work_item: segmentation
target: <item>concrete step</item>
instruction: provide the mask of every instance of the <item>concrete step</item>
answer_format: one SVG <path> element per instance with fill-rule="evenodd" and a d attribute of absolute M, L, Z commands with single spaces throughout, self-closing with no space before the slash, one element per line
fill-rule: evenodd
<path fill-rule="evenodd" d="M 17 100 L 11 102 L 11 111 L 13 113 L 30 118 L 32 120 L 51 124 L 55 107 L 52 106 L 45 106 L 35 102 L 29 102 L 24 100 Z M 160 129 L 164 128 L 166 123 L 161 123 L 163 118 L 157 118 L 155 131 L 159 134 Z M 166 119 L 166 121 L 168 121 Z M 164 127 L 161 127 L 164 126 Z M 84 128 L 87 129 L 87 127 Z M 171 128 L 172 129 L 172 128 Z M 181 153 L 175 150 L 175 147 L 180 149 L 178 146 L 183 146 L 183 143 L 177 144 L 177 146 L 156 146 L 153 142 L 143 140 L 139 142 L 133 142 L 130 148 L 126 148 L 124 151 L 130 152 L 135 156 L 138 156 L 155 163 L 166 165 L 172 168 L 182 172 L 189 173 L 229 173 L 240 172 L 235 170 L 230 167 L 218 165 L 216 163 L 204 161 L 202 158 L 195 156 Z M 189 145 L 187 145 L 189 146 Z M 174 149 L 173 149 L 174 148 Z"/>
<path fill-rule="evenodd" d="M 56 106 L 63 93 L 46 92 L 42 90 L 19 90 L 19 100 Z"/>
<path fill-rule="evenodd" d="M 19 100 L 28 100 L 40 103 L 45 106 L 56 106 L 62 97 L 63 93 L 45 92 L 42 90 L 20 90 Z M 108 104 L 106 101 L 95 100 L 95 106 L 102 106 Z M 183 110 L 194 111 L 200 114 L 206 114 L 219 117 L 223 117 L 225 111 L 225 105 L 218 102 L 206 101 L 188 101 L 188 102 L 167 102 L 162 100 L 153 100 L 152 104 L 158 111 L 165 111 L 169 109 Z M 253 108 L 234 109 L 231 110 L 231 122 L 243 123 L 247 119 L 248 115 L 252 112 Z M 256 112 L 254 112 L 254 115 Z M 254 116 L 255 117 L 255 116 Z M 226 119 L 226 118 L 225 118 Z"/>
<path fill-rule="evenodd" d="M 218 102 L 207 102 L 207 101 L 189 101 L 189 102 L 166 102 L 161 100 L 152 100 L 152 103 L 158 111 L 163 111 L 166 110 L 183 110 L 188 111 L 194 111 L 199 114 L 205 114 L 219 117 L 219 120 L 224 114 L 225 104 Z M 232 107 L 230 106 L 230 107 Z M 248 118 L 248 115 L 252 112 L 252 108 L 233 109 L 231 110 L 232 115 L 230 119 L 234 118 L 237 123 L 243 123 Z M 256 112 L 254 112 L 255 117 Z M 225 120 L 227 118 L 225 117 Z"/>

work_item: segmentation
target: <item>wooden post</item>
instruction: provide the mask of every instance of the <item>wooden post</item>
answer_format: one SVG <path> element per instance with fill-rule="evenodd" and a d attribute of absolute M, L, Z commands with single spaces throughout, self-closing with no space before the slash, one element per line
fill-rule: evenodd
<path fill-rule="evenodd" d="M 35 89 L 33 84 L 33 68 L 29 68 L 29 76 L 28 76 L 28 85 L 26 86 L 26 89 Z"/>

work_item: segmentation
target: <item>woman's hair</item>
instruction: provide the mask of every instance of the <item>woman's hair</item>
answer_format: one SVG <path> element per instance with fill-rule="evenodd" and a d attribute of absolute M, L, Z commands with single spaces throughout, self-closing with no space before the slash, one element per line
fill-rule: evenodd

········

The task -
Edit the material above so that "wooden post" reads "timber post" everywhere it occurs, and give all of it again with nothing else altered.

Expected answer -
work_item: segmentation
target: <item>concrete step</item>
instruction: provide the mask of every instance of the <item>concrete step</item>
answer_format: one SVG <path> element per instance with fill-rule="evenodd" and a d attribute of absolute M, L, Z commands with single spaces throughout, self-closing with no space before the slash, one element per line
fill-rule: evenodd
<path fill-rule="evenodd" d="M 17 100 L 11 102 L 11 111 L 13 113 L 30 118 L 32 120 L 51 124 L 55 107 L 52 106 L 45 106 L 35 102 L 29 102 L 24 100 Z M 160 129 L 164 128 L 166 123 L 161 123 L 163 118 L 157 118 L 155 131 L 159 134 Z M 166 119 L 166 121 L 168 121 Z M 164 127 L 161 127 L 164 126 Z M 84 128 L 87 129 L 87 127 Z M 171 128 L 172 129 L 172 128 Z M 181 153 L 175 150 L 175 147 L 180 149 L 178 146 L 183 146 L 183 143 L 177 144 L 177 146 L 156 146 L 153 142 L 143 140 L 139 142 L 133 142 L 130 148 L 126 148 L 124 151 L 130 152 L 135 156 L 138 156 L 155 163 L 166 165 L 172 168 L 182 172 L 189 173 L 229 173 L 240 172 L 235 170 L 230 167 L 218 165 L 216 163 L 204 161 L 202 158 L 195 156 Z M 189 145 L 187 145 L 189 146 Z M 174 149 L 173 149 L 174 148 Z"/>
<path fill-rule="evenodd" d="M 56 106 L 63 93 L 46 92 L 42 90 L 19 90 L 19 100 Z"/>
<path fill-rule="evenodd" d="M 19 100 L 28 100 L 40 103 L 45 106 L 56 106 L 62 97 L 63 93 L 45 92 L 42 90 L 20 90 Z M 108 104 L 106 101 L 95 100 L 95 106 L 102 106 Z M 183 110 L 194 111 L 200 114 L 206 114 L 219 117 L 223 117 L 225 111 L 225 105 L 218 102 L 206 101 L 188 101 L 188 102 L 167 102 L 162 100 L 153 100 L 152 104 L 158 111 L 165 111 L 169 109 Z M 253 108 L 234 109 L 231 110 L 231 122 L 243 123 L 247 119 L 248 115 L 252 112 Z M 256 112 L 254 112 L 254 115 Z M 254 116 L 255 117 L 255 116 Z M 226 119 L 226 118 L 225 118 Z"/>
<path fill-rule="evenodd" d="M 218 102 L 207 102 L 207 101 L 189 101 L 189 102 L 166 102 L 161 100 L 152 100 L 152 103 L 158 111 L 163 111 L 166 110 L 183 110 L 188 111 L 194 111 L 199 114 L 205 114 L 219 117 L 219 120 L 224 114 L 225 104 Z M 232 107 L 230 106 L 230 107 Z M 248 118 L 248 115 L 252 112 L 252 108 L 233 109 L 231 110 L 232 115 L 230 119 L 234 118 L 237 123 L 243 123 Z M 256 112 L 254 112 L 255 117 Z M 225 120 L 227 118 L 225 117 Z"/>

work_item: segmentation
target: <item>timber post</item>
instruction: provide the mask of every instance of the <item>timber post</item>
answer_format: one SVG <path> element per instance with fill-rule="evenodd" and a d attribute of absolute M, L, Z commands with single spaces throughout, self-closing with no space before the slash, one element per line
fill-rule: evenodd
<path fill-rule="evenodd" d="M 35 89 L 33 84 L 33 68 L 29 68 L 29 76 L 28 76 L 28 85 L 26 86 L 26 89 Z"/>

work_item: segmentation
target: <item>woman's hair</item>
instruction: provide the mask of every instance of the <item>woman's hair</item>
answer_format: one SVG <path> element per instance with fill-rule="evenodd" and a d attribute of absolute M, L, Z commands with single spaces throughout, self-closing with no space before the slash, one element per line
fill-rule: evenodd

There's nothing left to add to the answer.